## EXCERPT
Still, she never saw herself the way other people saw her. Truman Capote described her first impressions of Elizabeth: 'Like Mrs. Onassis, her legs are too short for her torso, the head too bulky for the figure in toto; but the face, with those lilac eyes, is a prisoner's dream, a secretary's self-fantasy; unreal, non-obtainable, at the same time shy, overly vulnerable, very human, with the flicker of suspicion constantly flaring behind the like eyes.' She also shared Jackie's clear signs of post-traumatic stress disorder. Jackie sat beside her husband when he was shot to death in 1963 when she was just thirty-four years old. Five years earlier, in 1958, Elizabeth was twenty-six years old when her husband, Mike Todd, died suddenly in a plane crash and left her alone with three young children to care for.
'I don't want any surprises,' she instructed her manager later in life. She had too many that had left her reeling.
J.D. Salinger once called Elizabeth, who had indigo-blue eyes, which were often mistaken for violet, sable hair, porcelain skin, and a perfect profile, 'the most beautiful creature I have ever seen in my life.' The photographer Bob Willoughby chronicled the lives of movie stars of Elizabeth's era, including Audrey Hepburn and Marilyn Monroe. 'He loved Audrey and he was friends with her, but he was truly staggered by Elizabeth's raw beauty,' said Willoughby's son Chris. 'Once, he was standing close to her and he was looking into her eyes, which were just glowing, and he forgot to pick up his camera.'
But in 1964, when she was thirty-two years old, Elizabeth described how she actually saw herself: 'I think Ava Gardner is truly beautiful; I think my daughter Liza is. I think Jacqueline Kennedy is a beautiful woman - tremendous dignity. I am pretty enough...I'm too short of leg, too big in the arms, one too many chins, nose a bit crooked, big feet, big hands, I'm too fat. My best feature is my gray hairs.' Other times she cited Lena Horne and Katharine Hepburn as true beauties; she never counted herself among them, even in her private, unguarded moments.
What she saw when she woke up every morning and looked in the mirror, she said, was a face that needed washing. Liza Minnelli knew Elizabeth well, and she said that she was awestruck by Elizabeth's beauty - and neither was her mother. 'Mama [Judy Garland] knew 'em all. They were all gorgeous. But the thing about Elizabeth is that she looked like she didn't know that she was beautiful. And that could be an act, but I believed it, and you know I can figure things out like that because of mama.'
But at the same time, Elizabeth could never deny her glamour. She admitted, 'I don't pretend to be an ordinary housewife.' And the public did not want her to be. They wanted to see diamonds dripping from her neck as she traveled around the world in her yacht on the arms of a different man every few years (or less). Her life scintillated and fascinated, and it offered a reprieve for the normal housewife, and she knew it. She also knew that her beauty was a double-edged sword; people sometimes underestimated her because of it. But she was shrewd and sophisticated, and she knew a good script instinctively. She was most proud of her work in the critically acclaimed films National Velvet; Father of the Bride; A Place in the Sun; Giant; Cat on a Hot Tin Roof; Suddenly, Last Summer; Who's Afraid of Virginia Woolf?; and Taming of the Shrew. But some of her movies she made purely to finance her lavish lifestyle. By the late 1960s, she and Richard Burton had a combined fortune of almost $90 million in today's dollars."

## INFORMATION GIVEN
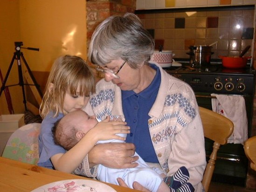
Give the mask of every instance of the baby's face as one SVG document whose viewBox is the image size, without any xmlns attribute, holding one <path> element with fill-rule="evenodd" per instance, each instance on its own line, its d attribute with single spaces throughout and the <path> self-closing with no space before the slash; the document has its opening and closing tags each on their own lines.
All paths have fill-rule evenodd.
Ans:
<svg viewBox="0 0 256 192">
<path fill-rule="evenodd" d="M 80 117 L 79 125 L 82 128 L 84 133 L 86 133 L 89 130 L 92 129 L 98 123 L 95 118 L 95 116 L 89 116 L 86 112 L 83 113 Z"/>
</svg>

## WORK TASK 1
Which films does the excerpt about Elizabeth say she was most proud of?
## WORK TASK 2
From the excerpt about Elizabeth, pull out word for word the passage that opens with the words containing "Still, she never" and closes with "to care for.".

## REPLY 1
National Velvet; Father of the Bride; A Place in the Sun; Giant; Cat on a Hot Tin Roof; Suddenly, Last Summer; Who's Afraid of Virginia Woolf?; Taming of the Shrew

## REPLY 2
Still, she never saw herself the way other people saw her. Truman Capote described her first impressions of Elizabeth: 'Like Mrs. Onassis, her legs are too short for her torso, the head too bulky for the figure in toto; but the face, with those lilac eyes, is a prisoner's dream, a secretary's self-fantasy; unreal, non-obtainable, at the same time shy, overly vulnerable, very human, with the flicker of suspicion constantly flaring behind the like eyes.' She also shared Jackie's clear signs of post-traumatic stress disorder. Jackie sat beside her husband when he was shot to death in 1963 when she was just thirty-four years old. Five years earlier, in 1958, Elizabeth was twenty-six years old when her husband, Mike Todd, died suddenly in a plane crash and left her alone with three young children to care for.